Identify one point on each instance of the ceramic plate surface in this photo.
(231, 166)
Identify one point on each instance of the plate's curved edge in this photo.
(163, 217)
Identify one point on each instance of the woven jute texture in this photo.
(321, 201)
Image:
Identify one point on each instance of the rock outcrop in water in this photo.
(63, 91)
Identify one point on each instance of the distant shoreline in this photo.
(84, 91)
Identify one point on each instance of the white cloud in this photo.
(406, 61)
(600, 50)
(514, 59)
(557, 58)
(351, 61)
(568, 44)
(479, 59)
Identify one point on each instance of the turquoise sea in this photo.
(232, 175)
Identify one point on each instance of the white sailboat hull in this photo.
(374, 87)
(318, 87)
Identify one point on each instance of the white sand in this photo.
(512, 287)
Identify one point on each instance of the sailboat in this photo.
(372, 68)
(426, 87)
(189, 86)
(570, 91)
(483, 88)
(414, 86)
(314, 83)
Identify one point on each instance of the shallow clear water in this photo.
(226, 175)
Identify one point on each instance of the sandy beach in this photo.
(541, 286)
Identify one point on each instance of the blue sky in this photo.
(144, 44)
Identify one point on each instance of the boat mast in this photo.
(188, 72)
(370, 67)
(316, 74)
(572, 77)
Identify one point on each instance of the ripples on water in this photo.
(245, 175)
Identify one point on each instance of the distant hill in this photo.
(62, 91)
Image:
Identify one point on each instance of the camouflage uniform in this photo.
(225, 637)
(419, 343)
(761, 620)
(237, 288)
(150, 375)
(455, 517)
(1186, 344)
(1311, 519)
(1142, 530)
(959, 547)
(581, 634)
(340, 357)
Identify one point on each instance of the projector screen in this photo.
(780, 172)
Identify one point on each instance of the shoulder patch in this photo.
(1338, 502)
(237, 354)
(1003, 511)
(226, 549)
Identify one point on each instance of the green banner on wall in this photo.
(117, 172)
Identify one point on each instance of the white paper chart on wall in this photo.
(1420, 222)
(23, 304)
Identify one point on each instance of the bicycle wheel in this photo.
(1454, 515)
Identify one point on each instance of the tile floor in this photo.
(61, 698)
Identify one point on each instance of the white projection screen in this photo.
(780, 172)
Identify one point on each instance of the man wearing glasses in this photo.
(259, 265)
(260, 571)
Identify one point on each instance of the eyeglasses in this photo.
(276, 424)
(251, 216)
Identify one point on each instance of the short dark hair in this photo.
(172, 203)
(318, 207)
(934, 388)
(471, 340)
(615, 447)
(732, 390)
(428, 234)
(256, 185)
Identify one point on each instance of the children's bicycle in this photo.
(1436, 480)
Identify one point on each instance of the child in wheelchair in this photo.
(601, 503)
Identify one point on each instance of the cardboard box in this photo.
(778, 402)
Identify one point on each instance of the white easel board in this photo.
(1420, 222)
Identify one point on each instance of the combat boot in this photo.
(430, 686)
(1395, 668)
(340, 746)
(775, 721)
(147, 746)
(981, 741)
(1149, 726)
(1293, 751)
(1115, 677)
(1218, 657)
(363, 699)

──────────

* _YOUR OBJECTIVE_:
Retype the listing above without a single difference.

* _EXERCISE RESULT_:
Identify one point on each instance of the ceramic plate surface in this photo.
(231, 166)
Identify one point on each instance of the plate's curved edge in this photo.
(163, 217)
Identify one point on each instance of the woven jute texture in this photo.
(321, 201)
Image:
Identify one point on each instance of the rock outcrop in water in this photo.
(63, 91)
Identify one point on each instance of the distant shoreline in this photo.
(84, 91)
Identify one point on each instance of the white cloud in this photo.
(406, 61)
(600, 50)
(514, 59)
(557, 58)
(351, 61)
(568, 44)
(479, 59)
Identify one point on each instance of the turquoise sea in this photo.
(232, 175)
Identify one point on each instance of the white sailboat hull in this photo.
(374, 87)
(318, 87)
Identify one point on each instance of the white sand in this photo.
(512, 287)
Identify one point on each instance of the sailboat in this photo.
(372, 68)
(426, 87)
(189, 86)
(570, 91)
(483, 88)
(414, 86)
(314, 83)
Identify one point on each instance of the shallow clear water in this photo.
(226, 175)
Identify one point on each instance of the sandy beach in this photo.
(541, 286)
Identify one point on each instance of the blue sky in this photo.
(144, 44)
Identify one point on each instance of the boat mast in this photo.
(188, 72)
(370, 67)
(316, 74)
(572, 77)
Identify one point on each instance of the ripples on water in this photo.
(245, 175)
Identify one point on each instance of the distant hill in this photo.
(62, 91)
Image:
Identify one point on each instance of the camouflage uniform in this photo.
(225, 637)
(419, 343)
(761, 620)
(237, 288)
(150, 375)
(455, 517)
(1186, 344)
(1311, 519)
(1142, 530)
(959, 547)
(581, 634)
(340, 357)
Identify one point on each instance of the projector screen in this photo.
(780, 172)
Identify one point on each instance of the shoulder patch in this photo.
(1338, 502)
(237, 354)
(1003, 511)
(226, 549)
Identify one point on each instance of the green banner on wall in this photo.
(117, 172)
Identify one point on each instance of the white paper chart on wall in this photo.
(1420, 222)
(23, 304)
Identify one point on each instance of the bicycle wheel in this photo.
(1454, 515)
Identify one point on each instance of the tile floor in this photo.
(61, 698)
Identify one point on each instance of the white projection screen in this photo.
(780, 172)
Identify one point on each instance of the man wearing glasses in this photo.
(259, 265)
(260, 571)
Identify one point on each instance of the eyeglasses in this photo.
(276, 424)
(251, 216)
Identify one point on each instance of the short dark hair in this photo.
(172, 203)
(318, 207)
(934, 388)
(471, 340)
(615, 447)
(732, 390)
(428, 234)
(256, 185)
Identify one point on each instance of the children's bicycle in this photo.
(1436, 480)
Identify one point on each instance of the child in wheelchair in this photo.
(601, 503)
Identify one point on each instance of the cardboard box in this photo.
(778, 402)
Identify one point on each instance of the white easel board in this photo.
(1420, 222)
Identify one point on each instance of the combat boot in this photo.
(430, 686)
(1395, 668)
(340, 746)
(775, 721)
(147, 746)
(981, 741)
(1149, 726)
(1293, 751)
(1115, 677)
(1218, 657)
(363, 699)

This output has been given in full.